Work order ▸
Would you repeat exactly the part of the listing below that runs from the line containing "box: [900, 382, 988, 413]" down to the line containing "positive clicks: (371, 215)", inclusive, and nothing else?

Source data ▸
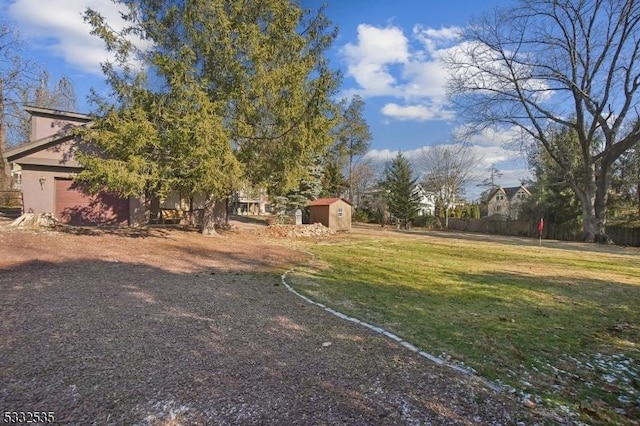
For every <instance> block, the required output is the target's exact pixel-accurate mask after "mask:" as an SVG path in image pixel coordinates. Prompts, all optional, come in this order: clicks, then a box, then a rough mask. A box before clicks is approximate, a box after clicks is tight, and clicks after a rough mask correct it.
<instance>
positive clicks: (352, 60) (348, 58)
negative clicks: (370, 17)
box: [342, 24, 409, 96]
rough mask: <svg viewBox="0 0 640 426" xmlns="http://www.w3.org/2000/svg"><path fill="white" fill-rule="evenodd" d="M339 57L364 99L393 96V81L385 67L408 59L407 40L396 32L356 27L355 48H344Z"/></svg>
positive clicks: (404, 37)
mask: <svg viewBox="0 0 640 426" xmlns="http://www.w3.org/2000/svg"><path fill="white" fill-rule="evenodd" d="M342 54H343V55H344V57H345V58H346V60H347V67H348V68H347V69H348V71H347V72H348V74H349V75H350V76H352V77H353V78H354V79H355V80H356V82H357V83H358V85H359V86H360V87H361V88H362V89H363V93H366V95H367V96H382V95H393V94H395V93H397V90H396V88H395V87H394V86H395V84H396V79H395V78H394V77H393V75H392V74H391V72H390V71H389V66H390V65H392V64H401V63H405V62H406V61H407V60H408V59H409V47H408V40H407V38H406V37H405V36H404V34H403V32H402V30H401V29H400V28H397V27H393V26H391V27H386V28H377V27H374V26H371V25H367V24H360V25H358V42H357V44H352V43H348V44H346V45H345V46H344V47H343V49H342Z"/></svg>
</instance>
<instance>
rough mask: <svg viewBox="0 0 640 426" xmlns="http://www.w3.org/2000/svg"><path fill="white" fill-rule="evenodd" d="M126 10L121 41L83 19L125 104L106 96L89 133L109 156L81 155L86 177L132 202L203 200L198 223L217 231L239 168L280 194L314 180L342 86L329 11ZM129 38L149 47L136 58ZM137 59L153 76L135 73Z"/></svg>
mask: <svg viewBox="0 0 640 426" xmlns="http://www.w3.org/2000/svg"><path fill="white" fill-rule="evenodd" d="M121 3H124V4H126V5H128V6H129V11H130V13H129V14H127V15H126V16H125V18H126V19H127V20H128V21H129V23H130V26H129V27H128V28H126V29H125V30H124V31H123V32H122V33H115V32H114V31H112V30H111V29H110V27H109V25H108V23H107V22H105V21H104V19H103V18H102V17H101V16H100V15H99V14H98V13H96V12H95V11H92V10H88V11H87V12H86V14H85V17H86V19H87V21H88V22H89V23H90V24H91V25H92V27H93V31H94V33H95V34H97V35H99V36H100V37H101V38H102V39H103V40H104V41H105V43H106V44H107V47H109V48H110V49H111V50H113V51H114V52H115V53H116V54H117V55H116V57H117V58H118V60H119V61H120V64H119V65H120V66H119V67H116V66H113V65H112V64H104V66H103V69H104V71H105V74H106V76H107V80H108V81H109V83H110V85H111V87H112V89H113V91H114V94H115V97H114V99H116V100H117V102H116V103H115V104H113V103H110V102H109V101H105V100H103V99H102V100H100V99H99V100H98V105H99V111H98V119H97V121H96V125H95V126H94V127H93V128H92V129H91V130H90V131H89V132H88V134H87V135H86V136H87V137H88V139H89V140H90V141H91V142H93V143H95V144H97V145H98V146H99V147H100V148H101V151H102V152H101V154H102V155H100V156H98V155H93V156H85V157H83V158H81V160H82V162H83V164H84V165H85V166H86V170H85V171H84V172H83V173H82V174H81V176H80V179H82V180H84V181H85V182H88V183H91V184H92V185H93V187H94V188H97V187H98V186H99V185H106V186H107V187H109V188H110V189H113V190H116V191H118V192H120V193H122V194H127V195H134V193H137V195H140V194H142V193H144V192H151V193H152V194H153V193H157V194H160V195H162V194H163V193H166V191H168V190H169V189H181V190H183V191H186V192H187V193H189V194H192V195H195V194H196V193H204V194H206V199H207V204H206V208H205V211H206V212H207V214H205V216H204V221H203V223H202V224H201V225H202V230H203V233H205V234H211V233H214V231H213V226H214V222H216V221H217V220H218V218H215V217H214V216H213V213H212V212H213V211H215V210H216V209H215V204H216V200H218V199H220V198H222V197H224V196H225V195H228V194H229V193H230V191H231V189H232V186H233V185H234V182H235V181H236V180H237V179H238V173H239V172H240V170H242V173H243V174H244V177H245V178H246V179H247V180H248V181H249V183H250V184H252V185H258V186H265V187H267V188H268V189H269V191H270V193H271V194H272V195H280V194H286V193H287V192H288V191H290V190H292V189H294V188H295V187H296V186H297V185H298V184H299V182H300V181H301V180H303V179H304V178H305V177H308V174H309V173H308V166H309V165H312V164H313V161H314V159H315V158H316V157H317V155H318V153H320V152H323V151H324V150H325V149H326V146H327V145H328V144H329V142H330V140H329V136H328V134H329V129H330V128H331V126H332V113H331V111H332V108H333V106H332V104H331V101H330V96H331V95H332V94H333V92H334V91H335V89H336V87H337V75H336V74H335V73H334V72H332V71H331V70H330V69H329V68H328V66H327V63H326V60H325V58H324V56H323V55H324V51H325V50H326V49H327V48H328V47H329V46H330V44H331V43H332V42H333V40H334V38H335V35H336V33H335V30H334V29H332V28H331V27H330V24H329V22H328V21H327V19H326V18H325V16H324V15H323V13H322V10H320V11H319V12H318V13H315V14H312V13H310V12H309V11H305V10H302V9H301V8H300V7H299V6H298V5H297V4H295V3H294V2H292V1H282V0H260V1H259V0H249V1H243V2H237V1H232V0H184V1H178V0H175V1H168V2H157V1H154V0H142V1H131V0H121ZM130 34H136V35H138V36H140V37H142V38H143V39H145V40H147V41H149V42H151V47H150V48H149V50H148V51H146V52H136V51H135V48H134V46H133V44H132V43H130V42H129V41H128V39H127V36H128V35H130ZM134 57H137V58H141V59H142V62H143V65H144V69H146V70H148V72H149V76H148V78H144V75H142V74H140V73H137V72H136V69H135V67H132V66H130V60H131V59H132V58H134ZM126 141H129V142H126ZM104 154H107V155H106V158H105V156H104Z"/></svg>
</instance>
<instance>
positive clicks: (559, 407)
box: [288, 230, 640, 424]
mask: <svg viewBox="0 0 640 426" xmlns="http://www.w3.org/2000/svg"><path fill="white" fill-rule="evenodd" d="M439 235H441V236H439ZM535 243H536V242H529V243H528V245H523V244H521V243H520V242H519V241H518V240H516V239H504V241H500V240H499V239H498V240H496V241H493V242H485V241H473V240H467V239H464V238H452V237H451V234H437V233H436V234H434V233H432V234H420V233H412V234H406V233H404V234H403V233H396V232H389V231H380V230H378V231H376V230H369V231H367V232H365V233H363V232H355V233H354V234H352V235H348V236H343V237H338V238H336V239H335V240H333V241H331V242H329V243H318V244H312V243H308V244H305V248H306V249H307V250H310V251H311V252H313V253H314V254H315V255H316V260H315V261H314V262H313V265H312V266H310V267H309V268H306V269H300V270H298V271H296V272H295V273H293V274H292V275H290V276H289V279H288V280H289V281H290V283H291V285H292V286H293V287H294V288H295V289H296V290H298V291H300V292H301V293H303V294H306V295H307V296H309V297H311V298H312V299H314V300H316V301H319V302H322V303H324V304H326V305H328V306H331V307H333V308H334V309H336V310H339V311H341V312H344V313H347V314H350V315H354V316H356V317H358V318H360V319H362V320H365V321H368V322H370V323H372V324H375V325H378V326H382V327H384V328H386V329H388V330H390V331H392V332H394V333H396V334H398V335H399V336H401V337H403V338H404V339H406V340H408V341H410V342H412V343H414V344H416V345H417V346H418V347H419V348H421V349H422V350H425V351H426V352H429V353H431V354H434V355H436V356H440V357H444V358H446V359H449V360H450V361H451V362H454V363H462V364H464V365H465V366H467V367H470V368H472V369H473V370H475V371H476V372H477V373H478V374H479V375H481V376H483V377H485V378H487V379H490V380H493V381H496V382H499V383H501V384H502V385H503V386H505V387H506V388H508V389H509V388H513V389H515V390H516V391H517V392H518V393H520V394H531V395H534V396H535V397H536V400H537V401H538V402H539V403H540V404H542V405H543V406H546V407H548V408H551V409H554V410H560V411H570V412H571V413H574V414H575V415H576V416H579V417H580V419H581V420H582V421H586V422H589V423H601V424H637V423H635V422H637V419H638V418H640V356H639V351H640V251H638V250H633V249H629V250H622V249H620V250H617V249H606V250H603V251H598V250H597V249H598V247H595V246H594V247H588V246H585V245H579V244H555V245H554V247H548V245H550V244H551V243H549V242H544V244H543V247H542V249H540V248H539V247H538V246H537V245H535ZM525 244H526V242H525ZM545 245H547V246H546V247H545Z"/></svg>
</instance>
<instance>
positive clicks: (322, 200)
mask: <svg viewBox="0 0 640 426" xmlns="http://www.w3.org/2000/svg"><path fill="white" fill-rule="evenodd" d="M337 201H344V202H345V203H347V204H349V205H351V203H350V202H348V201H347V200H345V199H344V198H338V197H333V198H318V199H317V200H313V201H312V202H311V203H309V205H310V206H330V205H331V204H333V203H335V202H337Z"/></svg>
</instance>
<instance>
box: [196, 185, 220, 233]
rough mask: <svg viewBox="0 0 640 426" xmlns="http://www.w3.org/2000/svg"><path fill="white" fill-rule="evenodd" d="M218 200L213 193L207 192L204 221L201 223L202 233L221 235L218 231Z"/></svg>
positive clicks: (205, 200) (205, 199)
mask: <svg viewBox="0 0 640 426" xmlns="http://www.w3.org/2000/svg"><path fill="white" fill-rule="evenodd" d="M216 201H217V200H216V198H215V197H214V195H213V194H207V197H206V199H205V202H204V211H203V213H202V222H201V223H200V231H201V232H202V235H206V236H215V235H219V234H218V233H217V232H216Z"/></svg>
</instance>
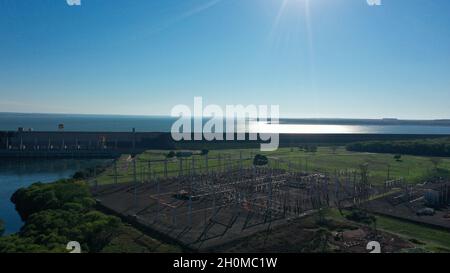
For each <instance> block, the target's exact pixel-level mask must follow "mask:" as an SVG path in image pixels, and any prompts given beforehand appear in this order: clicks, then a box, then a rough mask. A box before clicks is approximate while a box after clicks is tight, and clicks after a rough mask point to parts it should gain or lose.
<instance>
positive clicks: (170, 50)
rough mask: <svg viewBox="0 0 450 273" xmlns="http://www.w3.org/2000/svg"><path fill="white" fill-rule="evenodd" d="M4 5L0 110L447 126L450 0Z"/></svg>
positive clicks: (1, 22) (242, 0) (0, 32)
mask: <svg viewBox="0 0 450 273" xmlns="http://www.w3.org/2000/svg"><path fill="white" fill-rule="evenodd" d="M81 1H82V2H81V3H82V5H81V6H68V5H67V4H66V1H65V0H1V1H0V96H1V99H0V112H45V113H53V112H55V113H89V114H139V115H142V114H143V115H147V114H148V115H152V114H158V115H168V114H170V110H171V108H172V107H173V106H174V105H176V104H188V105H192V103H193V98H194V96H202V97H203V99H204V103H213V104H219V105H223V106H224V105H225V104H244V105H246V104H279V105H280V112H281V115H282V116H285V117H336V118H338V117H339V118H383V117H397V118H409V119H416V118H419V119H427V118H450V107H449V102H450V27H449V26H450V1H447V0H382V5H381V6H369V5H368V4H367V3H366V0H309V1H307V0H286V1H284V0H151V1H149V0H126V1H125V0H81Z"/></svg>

---

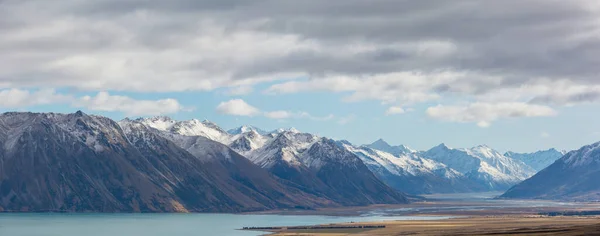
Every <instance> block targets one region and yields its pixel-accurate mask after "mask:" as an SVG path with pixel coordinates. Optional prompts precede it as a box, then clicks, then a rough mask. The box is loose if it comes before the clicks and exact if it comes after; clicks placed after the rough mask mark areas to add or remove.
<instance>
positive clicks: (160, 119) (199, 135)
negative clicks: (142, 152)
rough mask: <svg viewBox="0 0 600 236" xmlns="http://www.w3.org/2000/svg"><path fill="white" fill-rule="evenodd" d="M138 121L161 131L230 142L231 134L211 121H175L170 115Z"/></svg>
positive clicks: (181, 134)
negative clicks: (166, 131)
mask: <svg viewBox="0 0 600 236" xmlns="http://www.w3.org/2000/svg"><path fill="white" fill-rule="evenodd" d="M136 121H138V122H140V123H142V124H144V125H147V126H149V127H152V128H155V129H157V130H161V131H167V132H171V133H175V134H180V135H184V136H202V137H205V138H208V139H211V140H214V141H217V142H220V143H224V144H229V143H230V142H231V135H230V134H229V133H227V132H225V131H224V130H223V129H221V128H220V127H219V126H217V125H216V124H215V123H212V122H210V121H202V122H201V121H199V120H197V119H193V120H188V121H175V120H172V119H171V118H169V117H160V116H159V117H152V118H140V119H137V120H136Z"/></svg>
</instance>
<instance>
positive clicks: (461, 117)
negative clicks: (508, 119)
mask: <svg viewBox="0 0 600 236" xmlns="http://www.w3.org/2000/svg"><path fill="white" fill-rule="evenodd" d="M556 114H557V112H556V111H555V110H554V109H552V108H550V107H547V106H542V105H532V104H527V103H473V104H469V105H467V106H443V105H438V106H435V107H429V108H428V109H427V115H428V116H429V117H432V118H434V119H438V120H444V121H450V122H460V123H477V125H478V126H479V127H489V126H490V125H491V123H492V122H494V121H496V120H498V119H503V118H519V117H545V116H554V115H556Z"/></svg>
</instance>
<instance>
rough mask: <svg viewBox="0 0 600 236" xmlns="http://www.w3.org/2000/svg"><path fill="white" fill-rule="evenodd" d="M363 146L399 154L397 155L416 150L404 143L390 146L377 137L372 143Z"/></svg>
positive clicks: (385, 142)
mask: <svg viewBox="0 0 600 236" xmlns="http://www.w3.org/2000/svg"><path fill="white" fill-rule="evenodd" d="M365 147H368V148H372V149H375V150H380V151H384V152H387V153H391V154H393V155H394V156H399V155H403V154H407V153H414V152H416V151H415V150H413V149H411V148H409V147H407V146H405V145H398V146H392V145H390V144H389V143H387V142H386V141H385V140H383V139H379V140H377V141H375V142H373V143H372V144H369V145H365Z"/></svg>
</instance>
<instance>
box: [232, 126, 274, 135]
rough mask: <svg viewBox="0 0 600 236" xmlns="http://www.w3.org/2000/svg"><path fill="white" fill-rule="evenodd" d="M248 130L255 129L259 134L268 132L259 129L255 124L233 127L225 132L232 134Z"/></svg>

---

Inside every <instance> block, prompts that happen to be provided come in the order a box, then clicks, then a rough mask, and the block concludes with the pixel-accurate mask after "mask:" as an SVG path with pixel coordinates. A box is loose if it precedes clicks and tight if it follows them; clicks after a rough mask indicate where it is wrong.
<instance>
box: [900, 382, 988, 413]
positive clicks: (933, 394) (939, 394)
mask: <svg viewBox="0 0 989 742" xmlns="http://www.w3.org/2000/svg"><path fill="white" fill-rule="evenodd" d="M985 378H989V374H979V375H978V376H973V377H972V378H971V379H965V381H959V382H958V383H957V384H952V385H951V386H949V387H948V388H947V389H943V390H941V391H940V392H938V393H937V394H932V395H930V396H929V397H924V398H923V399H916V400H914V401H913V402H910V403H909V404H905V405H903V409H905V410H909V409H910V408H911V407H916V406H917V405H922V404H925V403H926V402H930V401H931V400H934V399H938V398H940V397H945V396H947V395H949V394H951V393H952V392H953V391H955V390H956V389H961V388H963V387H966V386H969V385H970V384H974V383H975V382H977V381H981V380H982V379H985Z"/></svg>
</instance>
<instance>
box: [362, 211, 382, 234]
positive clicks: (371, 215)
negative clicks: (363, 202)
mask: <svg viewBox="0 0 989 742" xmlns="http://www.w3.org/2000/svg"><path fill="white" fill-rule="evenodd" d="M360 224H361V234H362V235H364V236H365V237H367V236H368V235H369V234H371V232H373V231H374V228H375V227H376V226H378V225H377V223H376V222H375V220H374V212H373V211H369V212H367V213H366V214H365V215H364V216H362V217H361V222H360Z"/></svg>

Task result ▸
box: [900, 382, 988, 413]
positive clicks: (933, 394) (939, 394)
mask: <svg viewBox="0 0 989 742" xmlns="http://www.w3.org/2000/svg"><path fill="white" fill-rule="evenodd" d="M985 378H989V374H979V375H978V376H973V377H972V378H971V379H965V381H959V382H958V383H957V384H952V385H951V386H949V387H948V388H947V389H943V390H941V391H940V392H938V393H937V394H932V395H930V396H929V397H924V398H923V399H916V400H914V401H913V402H910V403H909V404H905V405H903V409H905V410H909V409H910V408H911V407H916V406H917V405H922V404H925V403H926V402H930V401H931V400H934V399H938V398H940V397H945V396H947V395H949V394H951V393H952V392H953V391H955V390H956V389H961V388H963V387H966V386H969V385H970V384H974V383H975V382H977V381H981V380H982V379H985Z"/></svg>
</instance>
<instance>
box: [362, 211, 382, 234]
positive clicks: (371, 215)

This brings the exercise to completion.